Passage shown »
________

Due to advanced AI processes like PASTA (Process for Automating Scientific and Technological Advancement,)powerful advanced technologies could arrive and have transformative effects quite soon, and any one of them could have an offense bias, as could any combination of them, including combinations with already existing technologies such nuclear weapons and drones. This may result in a combinatorial explosion of possible offensive synergies occurring as the number of technologies increase.

Perhaps something similar could be said of defensive technologies, though I am uncertain how the balance would play put. It seems probable to me that the more advanced technologies we expect there to be, and the more powerful we expect them to be, the more concerned we should be about this possibility.

It seems quite possible many of the protective factors humans have historically possessed (social interdependence, fragility/mortality, not overwhelmingly powerful, etc.) will break down, and so it should not be too surprising if one or more unprecedented offense biases occur.

I will next address a concept I will call “Human Alignment” which may be a way of framing solutions to a vulnerable world scenario.

Human Alignment

By “human alignment,” I mean a state of humanity in which most or all of humanity systematically cooperates to achieve positive-sum outcomes for everyone (or at a minimum are prevented from pursuing negative sum outcomes), in a way perpetually sustainable into the future. While exceedingly difficult, saving a vulnerable world from existential catastrophe may necessitate this.

Bostrom points out that if humanity retains a “wide and recognizably human distribution of motives” resulting in a multipolar world order and an “apocalyptic residual,” then even a single apocalyptic actor with access to certain advanced technology may spell the end of civilization. As mentioned, however, actors need not be apocalyptic; it may be enough that they are willing to risk destroying each other to defend themselves, or in pursuit of their own interests.

________

Stored items
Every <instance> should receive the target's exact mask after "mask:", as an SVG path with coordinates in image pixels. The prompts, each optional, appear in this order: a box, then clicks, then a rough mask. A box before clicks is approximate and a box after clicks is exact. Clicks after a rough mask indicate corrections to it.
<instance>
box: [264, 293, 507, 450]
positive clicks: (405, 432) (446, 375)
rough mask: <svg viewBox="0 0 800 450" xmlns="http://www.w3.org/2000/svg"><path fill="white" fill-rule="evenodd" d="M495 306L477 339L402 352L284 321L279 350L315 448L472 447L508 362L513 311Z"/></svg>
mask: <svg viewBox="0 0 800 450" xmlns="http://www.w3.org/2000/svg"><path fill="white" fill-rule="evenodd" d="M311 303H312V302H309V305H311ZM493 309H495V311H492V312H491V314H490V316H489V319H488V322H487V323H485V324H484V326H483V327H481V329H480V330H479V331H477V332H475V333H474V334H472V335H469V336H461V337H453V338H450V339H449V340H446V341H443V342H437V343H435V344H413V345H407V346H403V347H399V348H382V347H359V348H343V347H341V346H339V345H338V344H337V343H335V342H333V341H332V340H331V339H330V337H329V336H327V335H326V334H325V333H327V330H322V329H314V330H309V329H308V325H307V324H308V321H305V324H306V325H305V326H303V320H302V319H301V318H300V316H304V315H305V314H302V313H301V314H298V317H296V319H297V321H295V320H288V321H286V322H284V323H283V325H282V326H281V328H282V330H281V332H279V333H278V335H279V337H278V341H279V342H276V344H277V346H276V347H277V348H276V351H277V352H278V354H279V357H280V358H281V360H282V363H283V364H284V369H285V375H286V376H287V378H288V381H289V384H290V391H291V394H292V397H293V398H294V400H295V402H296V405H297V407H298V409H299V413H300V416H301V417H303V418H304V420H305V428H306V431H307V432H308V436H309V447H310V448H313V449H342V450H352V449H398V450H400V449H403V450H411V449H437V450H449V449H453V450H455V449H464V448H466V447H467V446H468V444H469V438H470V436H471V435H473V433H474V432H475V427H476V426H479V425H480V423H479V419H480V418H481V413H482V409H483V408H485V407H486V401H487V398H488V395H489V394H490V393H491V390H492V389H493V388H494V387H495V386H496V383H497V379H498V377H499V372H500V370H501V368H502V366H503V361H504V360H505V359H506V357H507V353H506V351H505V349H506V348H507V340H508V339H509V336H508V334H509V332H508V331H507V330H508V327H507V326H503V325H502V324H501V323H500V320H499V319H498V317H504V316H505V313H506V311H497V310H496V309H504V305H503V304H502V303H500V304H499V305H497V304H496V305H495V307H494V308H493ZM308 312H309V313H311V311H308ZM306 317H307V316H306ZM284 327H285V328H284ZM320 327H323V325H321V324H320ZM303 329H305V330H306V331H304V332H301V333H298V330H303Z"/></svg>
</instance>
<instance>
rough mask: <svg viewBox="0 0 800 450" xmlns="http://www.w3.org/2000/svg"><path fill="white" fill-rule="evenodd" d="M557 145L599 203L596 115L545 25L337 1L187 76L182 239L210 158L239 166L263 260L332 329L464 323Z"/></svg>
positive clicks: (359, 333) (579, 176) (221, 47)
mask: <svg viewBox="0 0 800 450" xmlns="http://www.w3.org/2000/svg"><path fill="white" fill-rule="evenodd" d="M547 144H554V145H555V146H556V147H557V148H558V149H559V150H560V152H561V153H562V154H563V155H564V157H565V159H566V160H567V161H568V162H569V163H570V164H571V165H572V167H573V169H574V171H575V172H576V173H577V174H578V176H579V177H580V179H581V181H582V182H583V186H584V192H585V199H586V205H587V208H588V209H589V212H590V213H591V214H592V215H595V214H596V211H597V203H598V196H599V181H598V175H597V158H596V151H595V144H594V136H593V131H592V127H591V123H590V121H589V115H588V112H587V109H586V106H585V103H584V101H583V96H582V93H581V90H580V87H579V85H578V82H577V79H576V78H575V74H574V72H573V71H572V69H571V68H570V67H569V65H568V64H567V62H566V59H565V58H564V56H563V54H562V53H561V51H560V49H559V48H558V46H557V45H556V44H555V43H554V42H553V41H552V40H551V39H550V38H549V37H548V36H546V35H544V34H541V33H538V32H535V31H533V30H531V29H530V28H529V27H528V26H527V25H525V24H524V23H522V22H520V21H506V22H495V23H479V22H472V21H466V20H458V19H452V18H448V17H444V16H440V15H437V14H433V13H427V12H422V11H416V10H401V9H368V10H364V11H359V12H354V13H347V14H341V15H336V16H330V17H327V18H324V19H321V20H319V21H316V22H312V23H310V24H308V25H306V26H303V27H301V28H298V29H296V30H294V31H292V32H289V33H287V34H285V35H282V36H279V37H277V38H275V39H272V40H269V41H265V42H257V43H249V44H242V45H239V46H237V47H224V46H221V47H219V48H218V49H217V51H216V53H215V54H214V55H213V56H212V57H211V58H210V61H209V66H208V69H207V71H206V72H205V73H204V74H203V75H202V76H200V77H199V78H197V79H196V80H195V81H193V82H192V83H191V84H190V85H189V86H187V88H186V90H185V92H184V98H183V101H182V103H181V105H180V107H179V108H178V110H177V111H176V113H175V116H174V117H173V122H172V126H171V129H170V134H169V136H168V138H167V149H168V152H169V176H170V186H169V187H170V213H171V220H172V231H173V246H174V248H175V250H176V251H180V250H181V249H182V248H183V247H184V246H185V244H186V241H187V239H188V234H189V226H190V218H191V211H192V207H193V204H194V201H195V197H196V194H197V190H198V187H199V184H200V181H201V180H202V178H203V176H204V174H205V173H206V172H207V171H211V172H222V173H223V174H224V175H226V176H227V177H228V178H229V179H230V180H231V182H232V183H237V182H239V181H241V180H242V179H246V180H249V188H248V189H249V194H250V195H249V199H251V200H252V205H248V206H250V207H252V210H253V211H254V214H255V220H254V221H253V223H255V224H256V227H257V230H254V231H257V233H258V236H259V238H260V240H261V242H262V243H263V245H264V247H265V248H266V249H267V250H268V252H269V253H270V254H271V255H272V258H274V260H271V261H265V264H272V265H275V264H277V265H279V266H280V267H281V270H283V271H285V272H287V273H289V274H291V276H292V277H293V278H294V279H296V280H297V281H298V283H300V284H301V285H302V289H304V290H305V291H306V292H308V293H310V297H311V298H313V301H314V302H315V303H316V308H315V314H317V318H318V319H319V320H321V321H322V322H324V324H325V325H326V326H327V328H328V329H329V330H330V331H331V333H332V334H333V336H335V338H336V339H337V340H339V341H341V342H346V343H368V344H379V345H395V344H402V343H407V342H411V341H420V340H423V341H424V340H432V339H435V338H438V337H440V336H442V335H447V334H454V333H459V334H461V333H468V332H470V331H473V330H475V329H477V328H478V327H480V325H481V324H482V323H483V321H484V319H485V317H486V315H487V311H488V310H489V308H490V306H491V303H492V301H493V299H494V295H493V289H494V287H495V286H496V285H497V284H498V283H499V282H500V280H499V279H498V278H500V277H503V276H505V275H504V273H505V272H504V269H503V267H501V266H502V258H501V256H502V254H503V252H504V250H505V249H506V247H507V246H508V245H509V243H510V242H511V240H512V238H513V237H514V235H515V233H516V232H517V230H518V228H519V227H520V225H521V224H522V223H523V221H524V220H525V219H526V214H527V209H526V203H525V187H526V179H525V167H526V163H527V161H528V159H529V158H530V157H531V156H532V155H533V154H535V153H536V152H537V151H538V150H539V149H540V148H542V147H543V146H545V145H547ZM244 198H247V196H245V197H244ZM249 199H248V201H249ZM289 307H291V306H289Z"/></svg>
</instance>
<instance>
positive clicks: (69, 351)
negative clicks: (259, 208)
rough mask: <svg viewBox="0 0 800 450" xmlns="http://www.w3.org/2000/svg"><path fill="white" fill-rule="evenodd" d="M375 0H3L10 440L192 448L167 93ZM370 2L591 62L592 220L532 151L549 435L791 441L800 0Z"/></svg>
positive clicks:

________

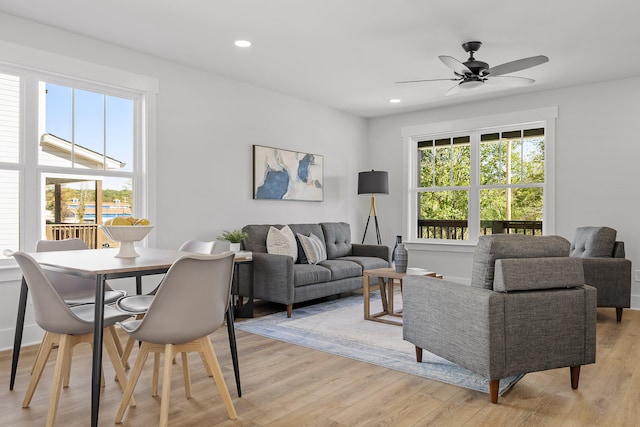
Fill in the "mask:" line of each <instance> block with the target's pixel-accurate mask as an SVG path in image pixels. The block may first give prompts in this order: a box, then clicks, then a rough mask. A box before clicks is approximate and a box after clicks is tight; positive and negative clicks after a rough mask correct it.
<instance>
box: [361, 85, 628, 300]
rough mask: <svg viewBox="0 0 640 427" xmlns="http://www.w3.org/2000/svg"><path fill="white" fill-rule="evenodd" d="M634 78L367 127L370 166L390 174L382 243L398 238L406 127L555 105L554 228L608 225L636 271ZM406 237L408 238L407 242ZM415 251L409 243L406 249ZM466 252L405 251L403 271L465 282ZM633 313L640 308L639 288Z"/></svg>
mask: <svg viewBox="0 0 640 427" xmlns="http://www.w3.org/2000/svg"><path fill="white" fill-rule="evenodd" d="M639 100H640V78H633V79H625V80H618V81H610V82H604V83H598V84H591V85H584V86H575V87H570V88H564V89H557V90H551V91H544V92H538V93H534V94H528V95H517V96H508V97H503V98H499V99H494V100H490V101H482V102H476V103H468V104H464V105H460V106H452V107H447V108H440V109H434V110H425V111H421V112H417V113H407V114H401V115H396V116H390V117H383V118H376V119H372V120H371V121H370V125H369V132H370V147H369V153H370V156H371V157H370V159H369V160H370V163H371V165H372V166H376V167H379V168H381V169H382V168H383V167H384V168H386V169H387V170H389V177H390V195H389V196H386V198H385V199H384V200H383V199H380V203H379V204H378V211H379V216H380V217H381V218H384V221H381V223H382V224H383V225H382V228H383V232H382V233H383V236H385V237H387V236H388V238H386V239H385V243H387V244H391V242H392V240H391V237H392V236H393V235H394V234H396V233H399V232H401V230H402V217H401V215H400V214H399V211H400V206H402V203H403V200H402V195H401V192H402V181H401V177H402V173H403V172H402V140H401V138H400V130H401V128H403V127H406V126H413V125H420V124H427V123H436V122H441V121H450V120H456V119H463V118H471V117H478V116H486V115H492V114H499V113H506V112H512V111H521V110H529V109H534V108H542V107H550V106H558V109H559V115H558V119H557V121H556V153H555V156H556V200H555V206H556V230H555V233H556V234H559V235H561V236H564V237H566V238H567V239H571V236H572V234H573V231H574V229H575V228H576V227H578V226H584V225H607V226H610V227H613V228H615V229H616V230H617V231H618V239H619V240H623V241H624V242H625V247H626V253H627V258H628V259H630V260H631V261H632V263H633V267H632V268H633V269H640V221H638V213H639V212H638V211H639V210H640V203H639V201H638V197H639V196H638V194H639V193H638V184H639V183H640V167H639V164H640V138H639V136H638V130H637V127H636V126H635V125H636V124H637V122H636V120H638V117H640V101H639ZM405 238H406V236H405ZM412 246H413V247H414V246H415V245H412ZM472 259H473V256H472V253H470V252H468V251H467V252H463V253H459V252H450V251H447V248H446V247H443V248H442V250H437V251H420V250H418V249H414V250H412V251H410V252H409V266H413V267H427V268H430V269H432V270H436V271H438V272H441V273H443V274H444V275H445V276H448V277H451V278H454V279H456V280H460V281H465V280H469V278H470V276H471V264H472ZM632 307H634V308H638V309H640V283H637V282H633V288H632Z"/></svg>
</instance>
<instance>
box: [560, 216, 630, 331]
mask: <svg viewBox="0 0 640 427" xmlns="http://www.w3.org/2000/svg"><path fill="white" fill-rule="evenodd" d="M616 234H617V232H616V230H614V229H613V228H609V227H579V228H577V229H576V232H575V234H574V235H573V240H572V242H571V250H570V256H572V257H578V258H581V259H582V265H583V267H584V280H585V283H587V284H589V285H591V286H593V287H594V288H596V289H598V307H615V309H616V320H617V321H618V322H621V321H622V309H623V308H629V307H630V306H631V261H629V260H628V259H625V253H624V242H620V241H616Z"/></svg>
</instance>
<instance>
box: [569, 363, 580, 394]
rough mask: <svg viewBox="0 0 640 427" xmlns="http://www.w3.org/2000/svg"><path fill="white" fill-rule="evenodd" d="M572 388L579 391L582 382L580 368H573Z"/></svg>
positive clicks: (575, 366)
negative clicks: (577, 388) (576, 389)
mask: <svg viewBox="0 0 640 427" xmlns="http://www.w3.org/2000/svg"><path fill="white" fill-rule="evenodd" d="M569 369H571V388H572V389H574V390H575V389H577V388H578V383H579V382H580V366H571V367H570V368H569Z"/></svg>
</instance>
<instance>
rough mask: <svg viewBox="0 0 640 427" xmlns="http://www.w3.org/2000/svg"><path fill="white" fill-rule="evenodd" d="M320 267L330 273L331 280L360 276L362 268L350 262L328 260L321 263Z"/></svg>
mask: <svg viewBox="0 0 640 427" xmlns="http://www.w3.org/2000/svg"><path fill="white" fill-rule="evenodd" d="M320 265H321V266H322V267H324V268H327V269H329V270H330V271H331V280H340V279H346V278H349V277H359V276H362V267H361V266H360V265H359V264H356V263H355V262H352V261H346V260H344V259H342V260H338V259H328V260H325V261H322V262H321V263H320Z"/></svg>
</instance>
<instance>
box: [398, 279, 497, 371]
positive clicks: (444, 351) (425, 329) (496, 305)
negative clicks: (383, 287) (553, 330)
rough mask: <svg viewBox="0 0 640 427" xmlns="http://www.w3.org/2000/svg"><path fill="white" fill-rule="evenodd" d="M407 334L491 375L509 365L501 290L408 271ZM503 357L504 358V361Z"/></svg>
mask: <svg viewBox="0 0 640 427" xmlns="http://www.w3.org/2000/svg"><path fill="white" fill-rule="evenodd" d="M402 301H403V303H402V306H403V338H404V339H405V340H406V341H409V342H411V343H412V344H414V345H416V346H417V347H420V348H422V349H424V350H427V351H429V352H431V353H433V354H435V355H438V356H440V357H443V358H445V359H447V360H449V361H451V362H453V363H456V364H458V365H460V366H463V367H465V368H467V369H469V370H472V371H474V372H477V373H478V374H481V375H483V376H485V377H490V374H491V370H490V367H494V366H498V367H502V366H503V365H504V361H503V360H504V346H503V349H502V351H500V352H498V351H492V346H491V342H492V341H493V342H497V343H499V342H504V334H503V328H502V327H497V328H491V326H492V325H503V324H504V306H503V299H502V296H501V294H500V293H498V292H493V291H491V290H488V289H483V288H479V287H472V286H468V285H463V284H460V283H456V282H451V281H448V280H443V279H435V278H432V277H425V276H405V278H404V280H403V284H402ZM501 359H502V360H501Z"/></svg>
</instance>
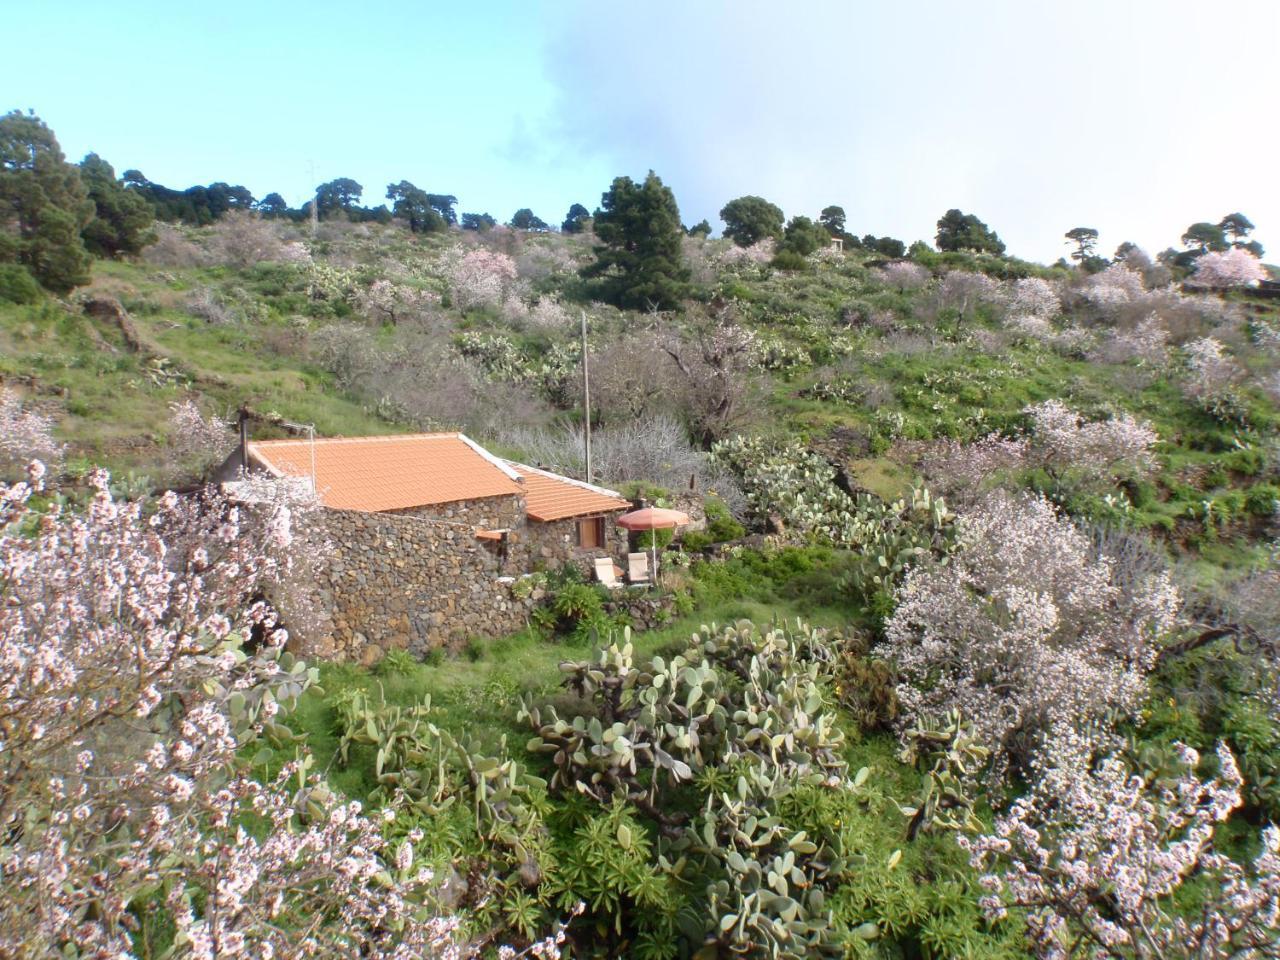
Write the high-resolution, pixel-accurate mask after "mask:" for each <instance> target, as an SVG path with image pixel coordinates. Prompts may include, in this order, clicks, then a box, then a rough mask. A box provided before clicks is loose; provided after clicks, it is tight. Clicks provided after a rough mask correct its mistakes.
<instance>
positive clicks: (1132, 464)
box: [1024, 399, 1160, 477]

________

What you will do »
A) In the passage on technology risk, shorten the paragraph that begins "By “human alignment,” I mean" and keep its main facts.
B) Transcribe the passage on technology risk from "Perhaps something similar" down to "offense biases occur.".

Numbered answers »
A) Human alignment is a state in which most or all of humanity systematically cooperates toward positive-sum outcomes for everyone, or is at least prevented from pursuing negative-sum ones, in a way that can be sustained indefinitely. It is exceedingly difficult, but saving a vulnerable world from existential catastrophe may require it.

B)
Perhaps something similar could be said of defensive technologies, though I am uncertain how the balance would play put. It seems probable to me that the more advanced technologies we expect there to be, and the more powerful we expect them to be, the more concerned we should be about this possibility.

It seems quite possible many of the protective factors humans have historically possessed (social interdependence, fragility/mortality, not overwhelmingly powerful, etc.) will break down, and so it should not be too surprising if one or more unprecedented offense biases occur.